# FRAGMENTO DEL DOCUMENTO
En mi infancia, acudir
al mercado era un acontecimiento feliz, una celebración, una fiesta. Se erigía
como un tiempo de alabanza. Lo veíamos como un día de agradecer al creador el
poder adquirir el sustento.
Con siete años, iba con
mis abuelos y mi madre al templo de la abundancia en la búsqueda de las frutas,
las verduras, carnes, pescado fresco, o leche.
Cada espacio poseía un olor
particular. Las frutas y verduras me
trasladaban al campo. La leche me recordaba la vaca risueña de la televisión. El
pescado me hacía añorar el mar. La carne era lo que menos me gustaba. Recuerdo
a mamá diciéndome que me la comiera en el almuerzo y yo me negaba porque no
quería engullir un cadáver. Ella reía y
respondía:
“entonces anda y le
pegas un mordisco a una vaca viva”.
No olvido los anchos y
largos pasillos del mercadito de la niñez.
El corredor que más me gustaba: el de las galletas y caramelos. Las compotas me
enloquecían y los cereales azucarados me encantaban.
Llenábamos el carrito con
necesidades, curiosidades y antojos. A veces había que devolver artículos porque nos pasábamos del
presupuesto. Pese a todas las congojas llevábamos para quince días. Transcurridos
los cuales volvíamos a emprender el camino al mercado.
Hoy, el mercado tiene otra dirección. Se mudó a la calle de la tragedia. El
disfrute quedó atrás, ya ni su sombra se
ve. Es el mercado donde se compran tristeza, silencio, pesar, ofensa, cansancio, pesquisa al salir. Todos estamos apremiados de alimentos y todos
estamos propensos a saquear, según los dueños, o empleados-esclavos que en realidad me despiertan una piedad hermana del desprecio.
Escucho:
“Despégate de ese refrigerador,
salte de él y sonríe, sonríe aunque no tengas ganas, o carezcas de fuerza.

# DATOS PROPORCIONADOS
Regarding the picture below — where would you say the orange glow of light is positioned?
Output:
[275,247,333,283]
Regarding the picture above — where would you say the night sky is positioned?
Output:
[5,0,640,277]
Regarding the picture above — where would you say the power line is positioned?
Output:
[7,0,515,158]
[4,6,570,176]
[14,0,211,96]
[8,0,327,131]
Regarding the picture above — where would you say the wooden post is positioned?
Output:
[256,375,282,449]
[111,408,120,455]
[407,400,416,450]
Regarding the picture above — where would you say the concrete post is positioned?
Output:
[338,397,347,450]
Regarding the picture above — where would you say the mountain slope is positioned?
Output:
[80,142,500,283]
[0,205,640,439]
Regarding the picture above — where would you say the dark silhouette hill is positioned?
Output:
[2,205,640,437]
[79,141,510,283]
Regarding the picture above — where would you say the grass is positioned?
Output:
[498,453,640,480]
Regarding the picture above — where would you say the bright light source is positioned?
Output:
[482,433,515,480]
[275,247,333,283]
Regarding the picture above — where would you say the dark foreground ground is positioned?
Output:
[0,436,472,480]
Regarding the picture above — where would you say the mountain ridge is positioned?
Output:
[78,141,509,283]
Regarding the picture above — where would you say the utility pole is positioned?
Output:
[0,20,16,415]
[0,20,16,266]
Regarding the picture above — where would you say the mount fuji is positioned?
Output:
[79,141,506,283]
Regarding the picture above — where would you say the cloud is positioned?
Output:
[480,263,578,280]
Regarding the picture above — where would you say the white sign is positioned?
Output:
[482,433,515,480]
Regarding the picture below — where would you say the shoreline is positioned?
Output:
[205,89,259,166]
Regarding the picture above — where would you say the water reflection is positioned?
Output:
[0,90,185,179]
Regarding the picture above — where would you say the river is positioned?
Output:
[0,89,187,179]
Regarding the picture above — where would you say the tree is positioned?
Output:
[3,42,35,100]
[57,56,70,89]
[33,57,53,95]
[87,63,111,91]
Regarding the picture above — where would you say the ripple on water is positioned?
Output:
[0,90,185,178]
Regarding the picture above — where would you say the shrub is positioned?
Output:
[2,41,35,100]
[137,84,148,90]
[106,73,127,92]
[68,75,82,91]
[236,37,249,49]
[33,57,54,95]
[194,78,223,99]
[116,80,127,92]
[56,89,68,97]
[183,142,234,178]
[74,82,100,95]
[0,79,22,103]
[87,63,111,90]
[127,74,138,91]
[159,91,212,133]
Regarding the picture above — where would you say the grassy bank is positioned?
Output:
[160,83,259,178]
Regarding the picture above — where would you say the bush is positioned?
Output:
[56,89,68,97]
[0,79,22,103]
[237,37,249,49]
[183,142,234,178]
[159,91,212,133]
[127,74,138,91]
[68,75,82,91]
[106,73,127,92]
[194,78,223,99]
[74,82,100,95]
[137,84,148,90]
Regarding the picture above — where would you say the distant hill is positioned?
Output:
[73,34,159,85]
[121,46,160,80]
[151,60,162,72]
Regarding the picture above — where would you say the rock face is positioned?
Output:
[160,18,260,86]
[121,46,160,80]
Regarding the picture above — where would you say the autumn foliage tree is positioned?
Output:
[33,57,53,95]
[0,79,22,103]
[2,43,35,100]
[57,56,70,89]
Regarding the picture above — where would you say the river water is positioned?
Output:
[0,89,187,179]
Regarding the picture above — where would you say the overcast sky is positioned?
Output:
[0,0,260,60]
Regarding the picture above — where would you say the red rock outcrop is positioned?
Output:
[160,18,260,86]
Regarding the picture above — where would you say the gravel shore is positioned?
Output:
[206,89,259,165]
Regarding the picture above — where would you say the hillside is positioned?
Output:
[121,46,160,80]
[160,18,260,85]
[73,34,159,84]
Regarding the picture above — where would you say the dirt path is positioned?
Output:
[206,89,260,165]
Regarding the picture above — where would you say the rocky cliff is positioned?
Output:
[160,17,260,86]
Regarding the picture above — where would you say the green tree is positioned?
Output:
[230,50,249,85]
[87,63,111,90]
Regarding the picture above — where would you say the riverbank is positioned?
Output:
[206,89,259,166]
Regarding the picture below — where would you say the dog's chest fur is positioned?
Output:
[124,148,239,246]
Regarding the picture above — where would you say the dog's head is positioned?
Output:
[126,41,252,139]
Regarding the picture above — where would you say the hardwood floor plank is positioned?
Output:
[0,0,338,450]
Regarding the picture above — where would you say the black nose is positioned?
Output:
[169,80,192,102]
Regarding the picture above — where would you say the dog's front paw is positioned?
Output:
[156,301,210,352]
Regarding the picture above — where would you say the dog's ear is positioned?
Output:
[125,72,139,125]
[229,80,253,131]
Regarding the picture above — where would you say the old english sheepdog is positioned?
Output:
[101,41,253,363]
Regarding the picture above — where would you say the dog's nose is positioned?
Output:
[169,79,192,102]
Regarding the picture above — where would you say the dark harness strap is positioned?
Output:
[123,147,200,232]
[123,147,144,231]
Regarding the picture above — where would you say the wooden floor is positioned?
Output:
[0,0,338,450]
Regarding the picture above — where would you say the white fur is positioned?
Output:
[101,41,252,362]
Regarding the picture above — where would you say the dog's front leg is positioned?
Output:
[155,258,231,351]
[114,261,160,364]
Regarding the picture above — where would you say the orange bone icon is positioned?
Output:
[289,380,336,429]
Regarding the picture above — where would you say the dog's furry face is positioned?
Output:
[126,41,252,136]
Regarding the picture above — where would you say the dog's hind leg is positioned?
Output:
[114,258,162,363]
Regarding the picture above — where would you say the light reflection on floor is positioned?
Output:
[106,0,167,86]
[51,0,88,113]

# EJERCICIO BREVE A
Repite el relato sobre el mercado desde "Llenábamos el carrito" hasta "camino al mercado.".
# EJERCICIO BREVE B
Responde a partir del relato sobre el mercado:
(i) ¿A qué edad iba quien narra al mercado con sus abuelos y su madre?
(ii) ¿Qué le recordaba la leche?
(iii) ¿Para cuántos días alcanzaban las compras?
# EJERCICIO BREVE C
Prosigue el relato sobre el mercado a partir de su última oración.
Los registros no guardan relación con el relato sobre el mercado.

# RESULTADO FINAL A
Llenábamos el carrito con
necesidades, curiosidades y antojos. A veces había que devolver artículos porque nos pasábamos del
presupuesto. Pese a todas las congojas llevábamos para quince días. Transcurridos
los cuales volvíamos a emprender el camino al mercado.

# RESULTADO FINAL B
(i) A los siete años.
(ii) La vaca risueña de la televisión.
(iii) Para quince días.

# RESULTADO FINAL C
Sonríe así tus hijos vivan famélicos. No importa más nada, solamente muestra la
cédula y sigue la flecha y no te vayas
por otro camino. Apúrate que no vas a conseguir nada. Si hoy
no le toca a tu número, vete a llorar al
valle, no me importa que tu nevera esté vacía porque la mía está llena. Tengo privilegios, tengo un
amigo que trabaja en el súper y me cuadra una paca, y la leche fresca y el café
oloroso que despierta”.
Los nuevos comerciantes
informales del siglo XXI, y los ciudadanos
honorables se confunden como se
mezclan los que pueden pagar y los que después de seguir la lógica de la cola se les imposibilita costear
el alimento del cuerpo y únicamente están destinados a nutrir el alma con los
estómagos vacíos.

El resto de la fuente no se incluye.